Reading passage.
________________

OBJECTIVE: Ischaemic priapism is a rare condition characterised by little or no cavernosal blood flow, pain and rigidity of the penis. Immediate intervention is required to restore blood flow, prevent necrosis and erectile dysfunction. This review was conducted to determine the best course of treatment and identify areas in current guidelines to which improvements could be made.
MATERIAL AND METHODS: PubMed, Ovid, MEDLINE (1946-December 2016) and the Cochrane Library were searched as sources for literature. Key studies in each of the areas of management were identified and analysed.
RESULTS: A total of 45 articles were reviewed. The first step in treatment should be aspiration of corporeal blood. Further studies are needed to make firm recommendations as to whether irrigation should follow, as currently literature is inconclusive. If this fails to cause detumescence, sympathomimetics should be injected. The sympathomimetic of choice is phenylephrine as it is effective, specific and causes minimal cardiovascular side effects. It should be injected at a concentration of 100-500 μg/mL, with 1 mL being injected every 3-5 minutes for up to an hour (maximum 1mg in an hour). Surgical shunting is the next step, except in the cases of delayed priapism (48-72 hours duration) where immediate penile prosthesis insertion may be considered more appropriate. Distal shunts should be performed first, followed by proximal ones to minimise damage leading to erectile dysfunction. There exists little evidence recommending one shunting procedure over another. The final intervention is insertion of a penile prosthesis. Literature suggests that an inflatable prosthesis inserted immediately will yield the greatest patient satisfaction.

________________

What you will do.
Answer these questions using the priapism review, numbering your answers to match.
1. What span of years of MEDLINE was searched?
2. How many articles were reviewed?
3. What is the most phenylephrine that should be given in an hour?
The lines after this have no connection to the priapism review.

Listed records.
________________

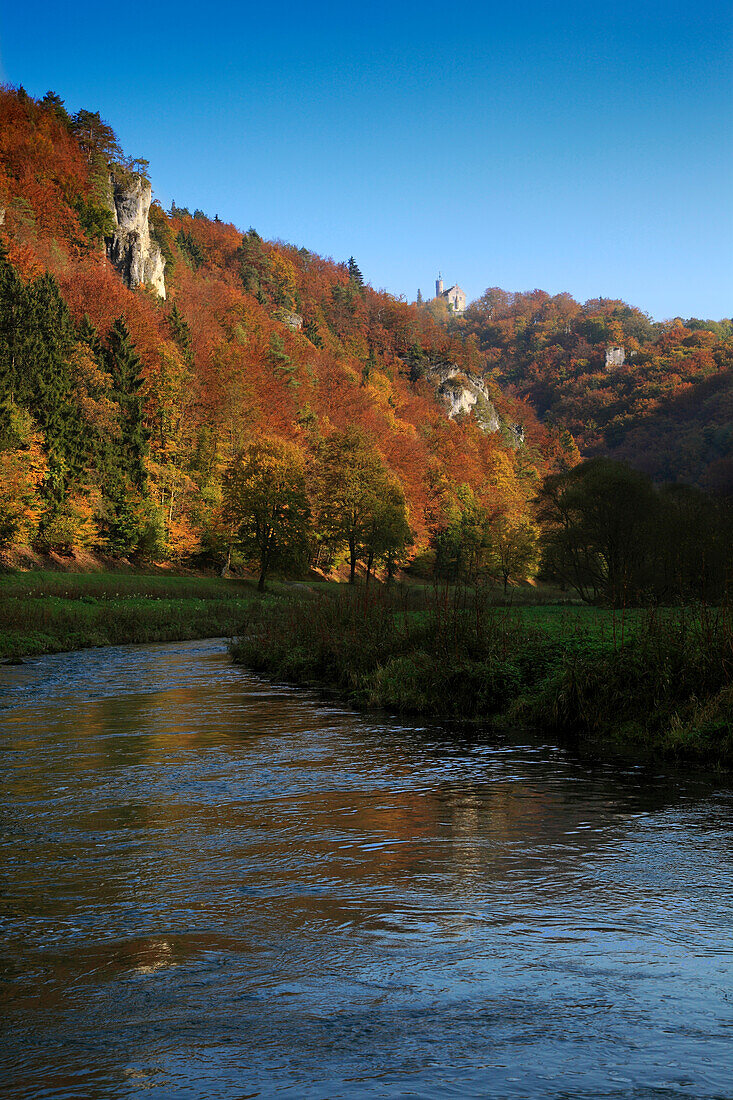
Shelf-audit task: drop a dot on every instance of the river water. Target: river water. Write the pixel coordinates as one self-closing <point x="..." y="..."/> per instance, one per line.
<point x="216" y="887"/>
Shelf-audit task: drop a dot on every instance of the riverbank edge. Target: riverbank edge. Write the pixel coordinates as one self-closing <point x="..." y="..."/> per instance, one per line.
<point x="51" y="613"/>
<point x="603" y="701"/>
<point x="522" y="714"/>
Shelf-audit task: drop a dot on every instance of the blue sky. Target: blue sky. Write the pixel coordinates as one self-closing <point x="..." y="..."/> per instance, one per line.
<point x="569" y="146"/>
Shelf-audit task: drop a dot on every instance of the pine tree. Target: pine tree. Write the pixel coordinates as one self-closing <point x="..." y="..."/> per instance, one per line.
<point x="126" y="369"/>
<point x="354" y="274"/>
<point x="181" y="331"/>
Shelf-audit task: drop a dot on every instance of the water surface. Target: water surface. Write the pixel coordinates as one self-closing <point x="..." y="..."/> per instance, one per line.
<point x="217" y="887"/>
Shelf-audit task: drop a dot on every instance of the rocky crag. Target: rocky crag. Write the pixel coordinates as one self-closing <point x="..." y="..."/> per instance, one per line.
<point x="131" y="249"/>
<point x="462" y="393"/>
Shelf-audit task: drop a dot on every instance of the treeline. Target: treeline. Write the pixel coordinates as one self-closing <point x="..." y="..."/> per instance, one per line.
<point x="256" y="340"/>
<point x="620" y="540"/>
<point x="73" y="442"/>
<point x="286" y="512"/>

________________

Task result.
1. 1946 to December 2016
2. 45
3. 1 mg